Given request 1. Translate this sentence from the excerpt on the Syria chemical weapons deal into Spanish: "Washington and Moscow have agreed that Syria must declare its stock of chemical weapons within a week and give up that arsenal by mid-2014."
Given request 2. Reproduce the passage of the Syria deal excerpt starting at "Obama was referring" and ending at "has denied responsibility.".

Excerpt.
>> START

The pact was announced Saturday by Kerry and Russian Foreign Minister Sergei Lavrov in Geneva after three days of talks and averts the threat of military action - for now.
 
Washington and Moscow have agreed that Syria must declare its stock of chemical weapons within a week and give up that arsenal by mid-2014. Obama Sunday defended the deal and said his policy on Syria was working.
 
"My entire goal throughout this exercise is to make sure what happened on August 21 does not happen again," he told ABC in an interview.
 
Obama was referring to a chemical weapons attack near Damascus, which Washington says killed more than 1,400 civilians. Al-Assad's regime has denied responsibility.
 
"We have the possibility of making sure it doesn't happen again," Obama said.
 
He added that a "verifiable agreement" to disarm al-Assad of his chemical stockpiles will go further than any US military action could have in eliminating the threat of their use.
 
"If that goal is achieved, then it sounds to me like we did something right."
 
Arab League head Nabil al-Arabi, meanwhile, welcomed the accord on Syria, describing it as a step towards reaching a political solution to the country's 30-month conflict, which has left more than 100,000 dead, according to the United Nations.

>> END

Record excerpts.
>> START

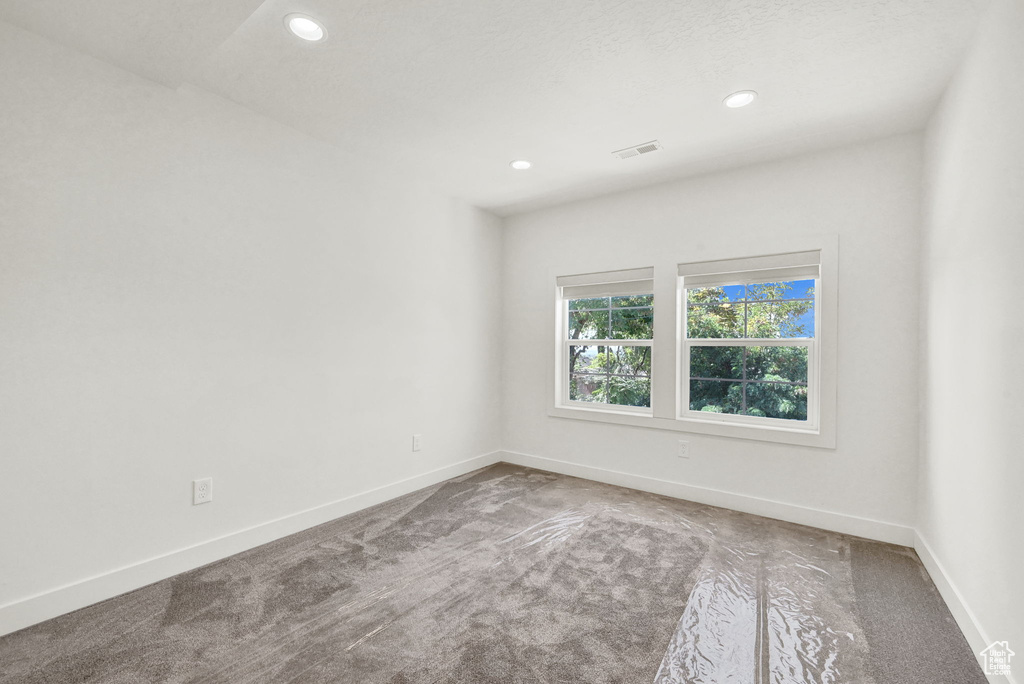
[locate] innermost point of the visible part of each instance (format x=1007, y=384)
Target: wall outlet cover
x=202, y=490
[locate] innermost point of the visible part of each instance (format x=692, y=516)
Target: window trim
x=813, y=367
x=617, y=281
x=666, y=362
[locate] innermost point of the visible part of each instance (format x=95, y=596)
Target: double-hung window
x=744, y=347
x=606, y=332
x=749, y=346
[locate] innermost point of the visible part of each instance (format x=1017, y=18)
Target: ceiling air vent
x=636, y=151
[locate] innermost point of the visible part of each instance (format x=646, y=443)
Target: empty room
x=524, y=342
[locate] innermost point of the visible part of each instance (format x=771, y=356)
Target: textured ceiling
x=456, y=89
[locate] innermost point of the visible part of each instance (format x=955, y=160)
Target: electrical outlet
x=202, y=490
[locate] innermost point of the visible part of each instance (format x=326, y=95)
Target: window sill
x=822, y=438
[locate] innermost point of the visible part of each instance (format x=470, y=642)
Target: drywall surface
x=869, y=196
x=189, y=290
x=972, y=475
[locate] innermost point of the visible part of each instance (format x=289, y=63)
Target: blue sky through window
x=797, y=290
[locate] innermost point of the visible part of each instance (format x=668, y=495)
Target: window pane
x=587, y=387
x=714, y=321
x=769, y=399
x=731, y=293
x=633, y=324
x=780, y=319
x=716, y=396
x=596, y=303
x=587, y=359
x=779, y=364
x=785, y=290
x=589, y=325
x=634, y=300
x=724, y=362
x=628, y=360
x=628, y=391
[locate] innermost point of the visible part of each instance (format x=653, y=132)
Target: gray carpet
x=510, y=574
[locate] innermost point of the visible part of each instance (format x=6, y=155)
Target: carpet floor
x=511, y=574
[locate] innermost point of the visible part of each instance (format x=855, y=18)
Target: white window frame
x=666, y=362
x=752, y=271
x=602, y=284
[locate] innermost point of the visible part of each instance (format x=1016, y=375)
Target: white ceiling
x=456, y=89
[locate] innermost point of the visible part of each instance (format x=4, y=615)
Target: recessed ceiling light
x=305, y=28
x=741, y=98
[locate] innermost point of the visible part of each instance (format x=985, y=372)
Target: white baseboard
x=957, y=606
x=848, y=524
x=58, y=601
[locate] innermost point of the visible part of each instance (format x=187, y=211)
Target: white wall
x=189, y=290
x=972, y=475
x=868, y=195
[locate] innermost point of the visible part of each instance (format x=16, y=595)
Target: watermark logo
x=997, y=657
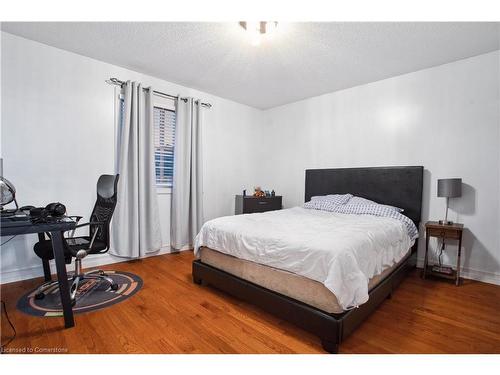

>> END

Exercise result 1. Washington y Moscú han acordado que Siria debe declarar sus existencias de armas químicas en el plazo de una semana y renunciar a ese arsenal para mediados de 2014.

Exercise result 2.
Obama was referring to a chemical weapons attack near Damascus, which Washington says killed more than 1,400 civilians. Al-Assad's regime has denied responsibility.